▸ **TEXT PASSAGE**:
*****

So Samuel had been asked to build a new home for the Timorese pastors of the Nazarene church in Los Palos. The American Nazarene missionary (Pastor Warren just turned 63, and leaving Timor in July after 10 years service here) has some money for the materials, but not much to help us with living costs. We would have to live there for 2-3 months if Samuel was building it, as it takes a full day to drive there, and commuting just would'nt work. On top of that the housing options are very limited. There used to be a "motel" of sorts. But it cost $20/person /night and would work out too expensive, and then word is it has closed down. A dry suitable living spot would be hard to find.
We really loved the whole vision of the place as they plan to develop it with some dorms for young people to study.
And our hearts were very touched by the difficult living conditions of the pastor and his family. Leaking house, sometimes hungry as they only recieve a wage of $50/month. (A days wages is around $6/day, but an average monthly wage might be $80.) Pastor Samuel is a softly spoken gentle man originally from Atauro Island. His wife is also very kind and gentle. As we were leaving their house she asked me if Samuel would be returning. I said yes, thinking that she meant back from across the road. She proceeded to offer great thanks and praise to God, and I realised that she was meaning "Will Samuel be returning to help us?

*****

Using the passage about building a home in Los Palos, decide whether each statement agrees with it, and quote the words that settle it.
1. Pastor Warren has served in Timor for 10 years.
2. Driving to Los Palos takes half a day.
3. Pastor Samuel is originally from Atauro Island.

▸ **DATASET EXTRACT**:

*****

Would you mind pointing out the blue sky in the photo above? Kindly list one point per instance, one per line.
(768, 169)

*****

▸ **SOLUTION TO THE EXERCISE**:
1. Yes: "leaving Timor in July after 10 years service here"
2. No: "it takes a full day to drive there"
3. Yes: "originally from Atauro Island"